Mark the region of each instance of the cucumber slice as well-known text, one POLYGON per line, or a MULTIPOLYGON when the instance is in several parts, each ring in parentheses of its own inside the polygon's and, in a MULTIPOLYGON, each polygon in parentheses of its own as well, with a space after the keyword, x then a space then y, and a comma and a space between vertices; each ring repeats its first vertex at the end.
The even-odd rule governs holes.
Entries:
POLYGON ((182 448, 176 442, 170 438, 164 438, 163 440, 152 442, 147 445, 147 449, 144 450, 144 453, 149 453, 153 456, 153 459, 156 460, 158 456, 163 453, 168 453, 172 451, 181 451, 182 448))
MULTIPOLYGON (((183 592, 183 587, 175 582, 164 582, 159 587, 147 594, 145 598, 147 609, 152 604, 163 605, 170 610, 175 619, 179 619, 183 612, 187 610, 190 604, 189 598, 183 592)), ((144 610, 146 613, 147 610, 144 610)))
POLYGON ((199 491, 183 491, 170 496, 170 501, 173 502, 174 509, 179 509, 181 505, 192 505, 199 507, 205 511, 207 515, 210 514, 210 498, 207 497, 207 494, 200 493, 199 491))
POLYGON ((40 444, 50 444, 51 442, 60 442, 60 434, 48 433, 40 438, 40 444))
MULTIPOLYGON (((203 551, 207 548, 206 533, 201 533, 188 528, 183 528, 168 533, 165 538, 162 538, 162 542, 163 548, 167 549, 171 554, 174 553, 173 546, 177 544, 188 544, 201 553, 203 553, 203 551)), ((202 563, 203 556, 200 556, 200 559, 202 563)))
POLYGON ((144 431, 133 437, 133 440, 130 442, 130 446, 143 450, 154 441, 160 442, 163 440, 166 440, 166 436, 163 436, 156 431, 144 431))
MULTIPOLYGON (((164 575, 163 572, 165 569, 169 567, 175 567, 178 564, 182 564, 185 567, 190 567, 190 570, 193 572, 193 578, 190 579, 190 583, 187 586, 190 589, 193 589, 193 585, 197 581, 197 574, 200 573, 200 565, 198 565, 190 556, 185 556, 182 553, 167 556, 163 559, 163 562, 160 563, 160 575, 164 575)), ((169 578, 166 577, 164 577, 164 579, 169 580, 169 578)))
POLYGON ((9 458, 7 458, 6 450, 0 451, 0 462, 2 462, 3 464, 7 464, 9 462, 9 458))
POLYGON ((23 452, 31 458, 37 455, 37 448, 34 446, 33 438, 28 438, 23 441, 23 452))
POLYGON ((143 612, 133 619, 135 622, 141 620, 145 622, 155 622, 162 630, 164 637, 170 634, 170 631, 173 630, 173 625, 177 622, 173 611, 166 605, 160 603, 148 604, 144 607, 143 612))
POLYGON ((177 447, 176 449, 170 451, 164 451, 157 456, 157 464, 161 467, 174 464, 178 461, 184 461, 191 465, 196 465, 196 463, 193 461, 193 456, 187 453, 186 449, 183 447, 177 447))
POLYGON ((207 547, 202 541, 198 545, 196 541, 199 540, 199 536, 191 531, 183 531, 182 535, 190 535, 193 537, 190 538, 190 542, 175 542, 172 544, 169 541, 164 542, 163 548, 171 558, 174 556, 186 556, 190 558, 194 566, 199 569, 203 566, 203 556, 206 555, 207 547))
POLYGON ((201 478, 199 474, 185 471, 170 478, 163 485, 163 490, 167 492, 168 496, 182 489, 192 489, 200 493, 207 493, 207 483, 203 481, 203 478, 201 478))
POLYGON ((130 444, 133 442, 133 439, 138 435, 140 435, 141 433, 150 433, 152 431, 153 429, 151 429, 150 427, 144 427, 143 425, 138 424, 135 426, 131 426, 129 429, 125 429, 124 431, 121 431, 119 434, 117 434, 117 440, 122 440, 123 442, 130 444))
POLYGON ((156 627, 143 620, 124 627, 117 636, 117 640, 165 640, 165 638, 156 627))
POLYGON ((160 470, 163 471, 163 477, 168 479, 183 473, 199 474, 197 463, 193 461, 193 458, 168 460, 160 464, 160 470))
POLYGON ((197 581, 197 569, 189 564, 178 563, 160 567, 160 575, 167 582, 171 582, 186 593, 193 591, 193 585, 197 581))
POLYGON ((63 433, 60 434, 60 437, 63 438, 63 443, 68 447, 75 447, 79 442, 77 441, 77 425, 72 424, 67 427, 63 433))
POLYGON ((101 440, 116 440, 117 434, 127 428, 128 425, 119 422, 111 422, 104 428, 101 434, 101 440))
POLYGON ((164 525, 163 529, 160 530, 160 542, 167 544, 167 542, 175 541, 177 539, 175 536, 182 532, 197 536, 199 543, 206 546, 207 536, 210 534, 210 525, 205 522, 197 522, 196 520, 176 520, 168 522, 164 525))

* * *

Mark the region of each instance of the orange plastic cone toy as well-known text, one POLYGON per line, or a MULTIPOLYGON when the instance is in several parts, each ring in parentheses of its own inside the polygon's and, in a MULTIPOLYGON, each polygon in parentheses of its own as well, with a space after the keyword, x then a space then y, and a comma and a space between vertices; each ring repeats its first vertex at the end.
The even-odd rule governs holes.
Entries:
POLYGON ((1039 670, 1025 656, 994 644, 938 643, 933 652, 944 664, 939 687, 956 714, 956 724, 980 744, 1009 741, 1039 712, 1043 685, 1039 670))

# Action item
Look through the entries for the string "space". Every line that has it belongs in the answer.

# Answer for this exercise
Mark the region of each instance of the cucumber slice as well-known text, one POLYGON per line, or a MULTIPOLYGON when the instance is in several parts, each ring in parentheses of its own inside the polygon's and, in a MULTIPOLYGON, each polygon in parentheses of its own as well, with a space after the keyword, x then a space then y, and a comma and a space between vertices; each ring repeats its first vertex at the end.
Mark the region of each instance of the orange plastic cone toy as well-known text, one POLYGON per line, or a MULTIPOLYGON when the instance is in several parts, each ring in parentheses of its own inside the polygon's and, in a MULTIPOLYGON, each polygon in parentheses of its own as well, with a space after the keyword, x then a space then y, and a comma and a space between vertices; each ring repeats its first vertex at the end.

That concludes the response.